Natural-language object grounding data
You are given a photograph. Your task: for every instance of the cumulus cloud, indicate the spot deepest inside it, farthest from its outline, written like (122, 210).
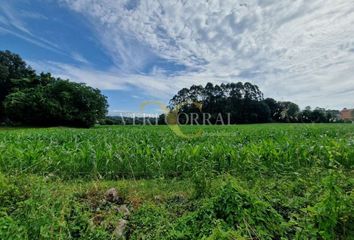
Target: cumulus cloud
(294, 50)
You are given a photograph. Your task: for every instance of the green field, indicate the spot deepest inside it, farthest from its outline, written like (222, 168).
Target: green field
(272, 181)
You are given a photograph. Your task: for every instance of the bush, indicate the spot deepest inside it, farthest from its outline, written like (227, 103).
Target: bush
(58, 103)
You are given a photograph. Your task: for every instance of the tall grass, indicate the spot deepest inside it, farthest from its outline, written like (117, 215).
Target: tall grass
(154, 151)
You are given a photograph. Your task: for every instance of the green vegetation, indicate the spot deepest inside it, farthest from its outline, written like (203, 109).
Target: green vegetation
(244, 102)
(235, 182)
(42, 100)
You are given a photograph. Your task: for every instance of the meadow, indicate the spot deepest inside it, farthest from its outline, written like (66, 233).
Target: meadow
(266, 181)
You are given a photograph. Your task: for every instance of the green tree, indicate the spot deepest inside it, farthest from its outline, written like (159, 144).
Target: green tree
(58, 103)
(12, 68)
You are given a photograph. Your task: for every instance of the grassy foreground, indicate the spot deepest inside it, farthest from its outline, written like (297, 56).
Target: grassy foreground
(234, 182)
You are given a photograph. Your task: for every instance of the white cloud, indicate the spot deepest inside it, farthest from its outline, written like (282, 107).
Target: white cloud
(296, 50)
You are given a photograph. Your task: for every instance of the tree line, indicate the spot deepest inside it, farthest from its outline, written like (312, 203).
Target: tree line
(243, 103)
(28, 98)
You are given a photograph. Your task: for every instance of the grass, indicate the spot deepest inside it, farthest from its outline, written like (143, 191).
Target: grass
(271, 181)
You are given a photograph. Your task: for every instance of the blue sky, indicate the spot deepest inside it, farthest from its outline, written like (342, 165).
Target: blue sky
(138, 50)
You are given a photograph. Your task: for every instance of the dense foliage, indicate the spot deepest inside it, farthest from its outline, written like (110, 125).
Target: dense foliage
(42, 100)
(245, 104)
(234, 182)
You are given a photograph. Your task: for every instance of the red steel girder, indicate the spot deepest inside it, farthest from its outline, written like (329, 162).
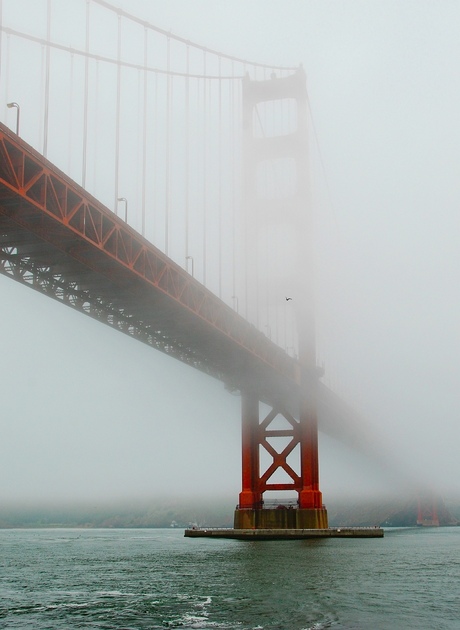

> _Problem requirements_:
Copy the lines above exactly. Start with the line containing "like (203, 109).", end with the line containing "like (282, 107).", and include both.

> _Answer below_:
You are given a photograph. Your task: for every instance of the green vegetation, indicate the spot deepest inside it, farthest from its outline, written like (203, 109).
Target: green vegetation
(244, 102)
(235, 182)
(42, 100)
You are given a photograph. Your task: for every instance of the meadow, indicate the spot deepest inside it, farthest from its outline, written like (66, 233).
Target: meadow
(266, 181)
You are given a photograph. Your task: for every instance of the green tree, indicate the spot deepest inside it, farthest from its outline, written like (159, 144).
Target: green tree
(58, 103)
(12, 68)
You are given a photograph. Your task: for every instance of the grassy foreground, indicate the spot deepest inside it, farthest from its outline, written like (297, 56).
Target: grassy foreground
(234, 182)
You are given a photograph. Your task: for every instance of the white cloud, indicate the spot deepest inside it, farthest from its outline, written like (282, 107).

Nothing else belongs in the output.